→ **TRECHO CITADO**
------------------------------------------------

Da educação que temos para a sociedade que queremos
Rubens Salles
Há
décadas ouvimos o discurso de que é preciso
melhorar a qualidade da educação no Brasil, de
que essa qualidade é essencial para o desenvolvimento do
país etc. Hoje, vários programas
públicos, assim como movimentos da sociedade civil, carregam
esta bandeira, mas
o que é, afinal, esta qualidade? Que qualidade queremos?
Conforme foi recentemente publicado, só 33% das metas do
Plano Nacional de Educação foram cumpridas entre
2001 e 2008, e foram apenas as metas quantitativas. Das metas
qualitativas, nada foi conseguido, muito pelo contrário,
elas pioraram. A taxa de repetência no ensino fundamental
aumentou de 21,7% em 2001, para 27,7% em 2007, e a evasão no
ensino médio aumentou de 10% em 2006, para 13,2% em 2008.

------------------------------------------------

→ **INSTRUÇÕES E REQUISITOS**
Responda com base no trecho citado acima:
1. Segundo o trecho, quem carrega hoje a bandeira da qualidade da educação?
2. Que percentual das metas do Plano Nacional de Educação foi cumprido entre 2001 e 2008, e de que tipo eram essas metas?
3. Quais eram as taxas de repetência no ensino fundamental em 2001 e em 2007?

→ **DADOS APRESENTADOS**
------------------------------------------------

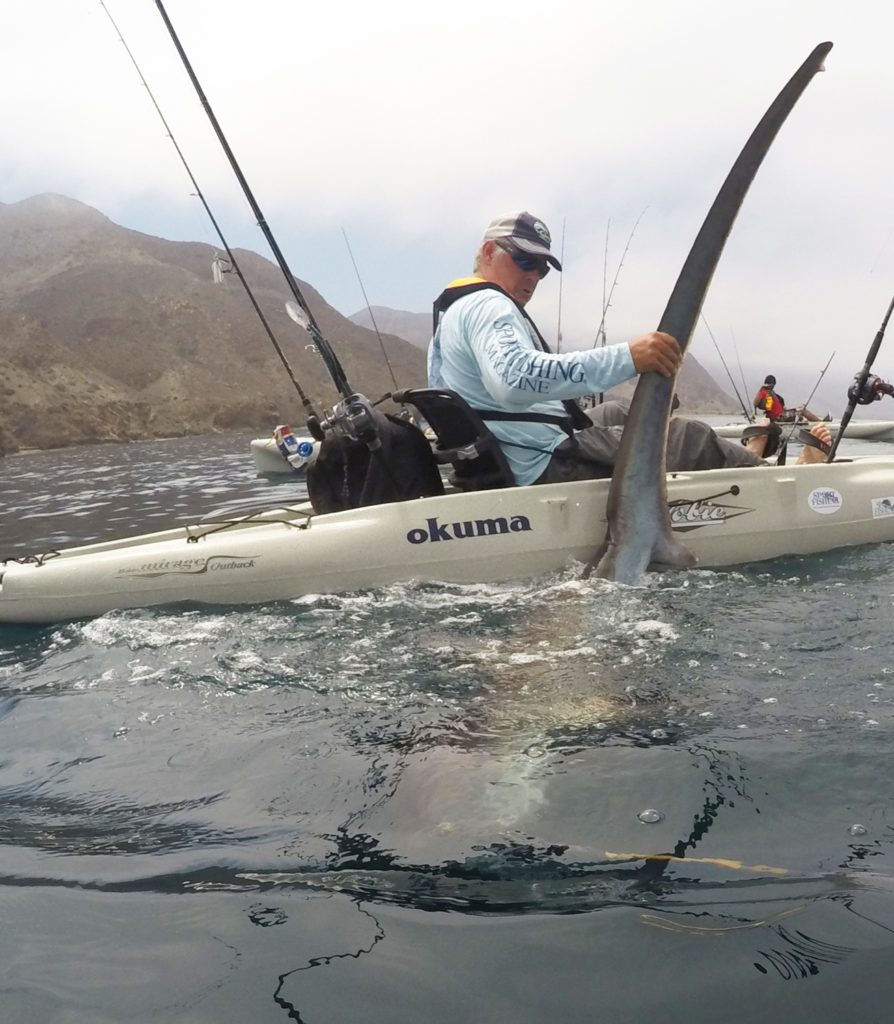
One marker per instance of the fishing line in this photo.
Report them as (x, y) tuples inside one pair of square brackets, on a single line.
[(859, 384), (306, 320), (370, 309), (750, 413), (233, 263), (726, 368), (796, 425), (606, 300), (561, 276)]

------------------------------------------------

→ **RESOLUÇÃO**
1. Vários programas públicos e movimentos da sociedade civil.
2. Apenas 33%, todas metas quantitativas.
3. 21,7% em 2001 e 27,7% em 2007.